Dataset entries:

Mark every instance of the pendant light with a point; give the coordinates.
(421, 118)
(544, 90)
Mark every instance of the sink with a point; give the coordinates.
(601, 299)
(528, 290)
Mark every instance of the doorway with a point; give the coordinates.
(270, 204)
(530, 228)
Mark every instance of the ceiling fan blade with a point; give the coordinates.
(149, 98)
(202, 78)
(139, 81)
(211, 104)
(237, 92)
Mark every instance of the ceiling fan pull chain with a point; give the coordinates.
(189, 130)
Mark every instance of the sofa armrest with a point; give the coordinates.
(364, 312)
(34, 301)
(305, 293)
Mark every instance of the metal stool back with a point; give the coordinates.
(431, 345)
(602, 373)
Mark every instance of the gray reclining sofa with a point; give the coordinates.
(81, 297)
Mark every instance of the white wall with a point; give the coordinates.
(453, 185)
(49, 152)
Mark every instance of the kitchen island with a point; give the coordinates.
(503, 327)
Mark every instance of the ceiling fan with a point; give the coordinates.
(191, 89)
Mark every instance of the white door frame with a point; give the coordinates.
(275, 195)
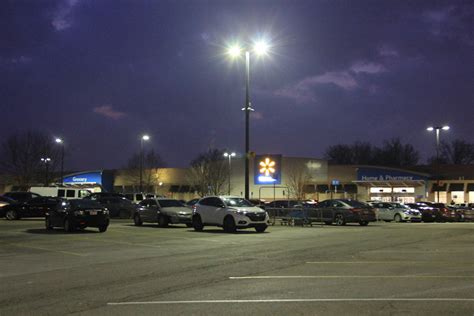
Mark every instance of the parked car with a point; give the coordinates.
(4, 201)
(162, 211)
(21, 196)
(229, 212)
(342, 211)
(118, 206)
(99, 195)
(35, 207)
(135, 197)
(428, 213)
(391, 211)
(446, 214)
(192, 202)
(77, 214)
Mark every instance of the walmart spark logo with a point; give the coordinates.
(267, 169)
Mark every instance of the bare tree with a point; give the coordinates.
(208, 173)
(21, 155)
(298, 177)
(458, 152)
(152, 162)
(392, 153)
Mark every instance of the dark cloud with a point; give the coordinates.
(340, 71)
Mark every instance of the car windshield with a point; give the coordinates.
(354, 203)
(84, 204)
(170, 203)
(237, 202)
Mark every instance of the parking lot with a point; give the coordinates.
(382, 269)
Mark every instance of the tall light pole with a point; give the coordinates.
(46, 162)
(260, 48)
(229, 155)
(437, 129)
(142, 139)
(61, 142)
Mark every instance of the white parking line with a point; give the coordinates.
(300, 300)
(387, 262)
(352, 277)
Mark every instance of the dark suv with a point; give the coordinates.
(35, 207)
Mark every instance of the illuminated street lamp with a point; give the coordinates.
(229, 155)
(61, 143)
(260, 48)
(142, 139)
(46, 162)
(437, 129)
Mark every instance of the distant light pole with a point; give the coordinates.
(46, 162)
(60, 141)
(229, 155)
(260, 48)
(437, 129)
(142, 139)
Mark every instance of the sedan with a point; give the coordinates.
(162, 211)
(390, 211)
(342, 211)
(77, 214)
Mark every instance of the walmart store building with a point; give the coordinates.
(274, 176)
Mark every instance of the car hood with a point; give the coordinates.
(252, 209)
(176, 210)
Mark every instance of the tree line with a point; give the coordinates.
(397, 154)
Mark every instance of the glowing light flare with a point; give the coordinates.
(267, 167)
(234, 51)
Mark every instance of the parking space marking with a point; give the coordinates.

▶ _To do_: Repeat the records above exactly, without any pictures.

▶ _Expected answer_:
Mark every instance of the pendant light with a point; give the coordinates.
(421, 118)
(544, 90)
Mark every instance of the sink with a point; give the coordinates.
(601, 299)
(528, 290)
Mark every instance of the doorway with a point; give the coordinates.
(270, 204)
(530, 228)
Mark every instance of the ceiling fan blade with a point; give the coordinates.
(149, 98)
(202, 78)
(139, 81)
(211, 104)
(237, 92)
Mark every instance of the ceiling fan pull chain with a point; give the coordinates.
(189, 130)
Mark every instance of the sofa armrest with a point; give the coordinates.
(364, 312)
(34, 301)
(305, 293)
Mark every instance of the metal stool back with a point; give the coordinates.
(431, 345)
(602, 373)
Mark every instance of the gray reclining sofa with a point; give the coordinates.
(81, 297)
Mark every instance of the white wall with a point; give the coordinates.
(453, 185)
(49, 152)
Mark every instance of the kitchen island with a point; give the coordinates.
(503, 327)
Mark every instance of the ceiling fan with a point; give the coordinates.
(191, 89)
Mark every instance of the white door frame with a point; give the coordinates.
(275, 195)
Mark every instance of the parked car with a point; give the coordinates.
(4, 201)
(162, 211)
(21, 196)
(229, 212)
(342, 211)
(118, 206)
(99, 195)
(35, 207)
(135, 197)
(428, 213)
(391, 211)
(446, 214)
(192, 202)
(77, 214)
Mark every instance of the walmart spark logo with a point; give the coordinates.
(267, 169)
Mark every instance of the bare tree with a point; give the coordinates.
(208, 173)
(21, 155)
(298, 177)
(458, 152)
(152, 162)
(392, 153)
Mark every instance of the dark cloud with a point; give the coordinates.
(340, 71)
Mark every instance of the car windshield with a point; give the coordinates.
(354, 203)
(84, 204)
(170, 203)
(237, 202)
Mark every instance of the parking lot with a point; give the coordinates.
(382, 269)
Mark every instance of the tall light pole with a point; give the coordinates.
(46, 162)
(260, 48)
(229, 155)
(437, 129)
(142, 139)
(61, 142)
Mark every instance of the white parking line with a point; give the coordinates.
(300, 300)
(387, 262)
(352, 277)
Mark every instance of the dark suv with a point; give the coordinates.
(35, 207)
Mark every instance of the illuminated street lamp with a point; give the coordinates.
(229, 155)
(61, 143)
(260, 48)
(142, 139)
(46, 162)
(437, 129)
Mark every instance of the distant light pole with a point; give the coordinates.
(46, 162)
(60, 141)
(229, 155)
(260, 48)
(437, 129)
(142, 139)
Mark every instance of the sedan with a point; give the coordinates.
(162, 211)
(390, 211)
(342, 211)
(77, 214)
Mark every instance of the walmart store building with a point; give the coordinates.
(274, 176)
Mark every instance of the car hood with a point; give the coordinates.
(252, 209)
(176, 210)
Mark every instance of the tree line with a point; give the coordinates.
(397, 154)
Mark every instance of the glowing light flare with a point; give the coordinates.
(267, 167)
(234, 51)
Mark every instance of the parking space marking with a point; give the coordinates.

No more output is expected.